● **Items from a data source**:
Start

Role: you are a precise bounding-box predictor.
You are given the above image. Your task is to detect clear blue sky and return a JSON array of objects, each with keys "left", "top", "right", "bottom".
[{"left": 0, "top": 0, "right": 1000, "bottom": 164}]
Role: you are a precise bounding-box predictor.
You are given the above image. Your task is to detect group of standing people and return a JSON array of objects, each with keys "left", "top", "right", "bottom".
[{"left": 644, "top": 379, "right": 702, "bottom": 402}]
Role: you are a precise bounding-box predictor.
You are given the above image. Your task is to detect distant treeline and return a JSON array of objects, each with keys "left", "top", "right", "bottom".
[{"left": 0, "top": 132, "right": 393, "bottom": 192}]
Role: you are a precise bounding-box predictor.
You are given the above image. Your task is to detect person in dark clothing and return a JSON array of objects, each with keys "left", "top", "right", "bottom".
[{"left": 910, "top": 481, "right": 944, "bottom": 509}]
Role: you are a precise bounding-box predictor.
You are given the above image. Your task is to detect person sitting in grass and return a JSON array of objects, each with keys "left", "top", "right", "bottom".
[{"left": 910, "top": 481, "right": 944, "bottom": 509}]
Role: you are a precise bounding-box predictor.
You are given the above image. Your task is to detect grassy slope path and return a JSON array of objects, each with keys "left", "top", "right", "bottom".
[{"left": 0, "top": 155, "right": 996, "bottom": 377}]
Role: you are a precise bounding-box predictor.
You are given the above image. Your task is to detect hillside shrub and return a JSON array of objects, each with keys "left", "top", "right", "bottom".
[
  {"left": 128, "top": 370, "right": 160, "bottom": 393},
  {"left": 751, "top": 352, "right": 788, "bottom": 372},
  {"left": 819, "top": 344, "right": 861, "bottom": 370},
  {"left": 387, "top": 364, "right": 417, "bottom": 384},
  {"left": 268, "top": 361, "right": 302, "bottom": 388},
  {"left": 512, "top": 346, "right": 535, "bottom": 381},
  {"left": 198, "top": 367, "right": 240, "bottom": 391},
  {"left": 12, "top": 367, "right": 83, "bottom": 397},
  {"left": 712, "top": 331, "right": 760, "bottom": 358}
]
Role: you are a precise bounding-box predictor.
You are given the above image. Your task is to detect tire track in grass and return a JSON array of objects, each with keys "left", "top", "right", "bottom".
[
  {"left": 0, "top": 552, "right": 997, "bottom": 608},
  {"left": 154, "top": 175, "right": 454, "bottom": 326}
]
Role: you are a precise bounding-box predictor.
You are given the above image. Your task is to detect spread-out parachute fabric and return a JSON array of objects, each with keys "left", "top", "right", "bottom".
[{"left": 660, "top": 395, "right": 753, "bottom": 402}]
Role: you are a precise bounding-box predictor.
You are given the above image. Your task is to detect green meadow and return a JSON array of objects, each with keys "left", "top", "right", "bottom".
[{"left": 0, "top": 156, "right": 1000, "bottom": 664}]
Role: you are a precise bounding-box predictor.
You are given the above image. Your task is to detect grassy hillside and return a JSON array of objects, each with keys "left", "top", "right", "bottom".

End

● **Challenge**: Which lines of the entries above contain the string "with"? Filter them out and copy each one, treating uppercase and lowercase as different.

● **Result of this exercise**:
You are given the above image. Your task is to detect clear blue sky and return a JSON array of objects, each with keys "left", "top", "right", "bottom".
You are given the above image. Your task is to detect group of standing people and return a JSON array of objects, each with keys "left", "top", "right", "bottom".
You are given the above image. Your task is to detect distant treeline and return a JSON array of objects, each with keys "left", "top", "right", "bottom".
You are given the above image. Your task is to detect person in dark clothing and return a JSON array of objects, each with keys "left", "top", "right", "bottom".
You are given the above image. Your task is to detect person sitting in grass and return a JSON array of objects, each with keys "left", "top", "right", "bottom".
You are given the above image. Your task is to detect grassy slope path and return a JSON array of objects, each with keys "left", "top", "right", "bottom".
You are given the above image. Your task is to detect hillside shrub and return a JSON array of objects, each with keys "left", "top", "right", "bottom".
You are given the above image. Your task is to detect tire track in grass and return a JSON array of objects, each with keys "left", "top", "right", "bottom".
You are given the above image. Your task is to detect spread-out parachute fabric and return a JSON array of objects, each with keys "left", "top", "right", "bottom".
You are given the above image. Your task is to detect green meadow and return a JSON array of objects, each with keys "left", "top", "right", "bottom".
You are given the above image. Your task is to detect grassy hillside and return a JSON array of objects, each with keys "left", "top", "right", "bottom".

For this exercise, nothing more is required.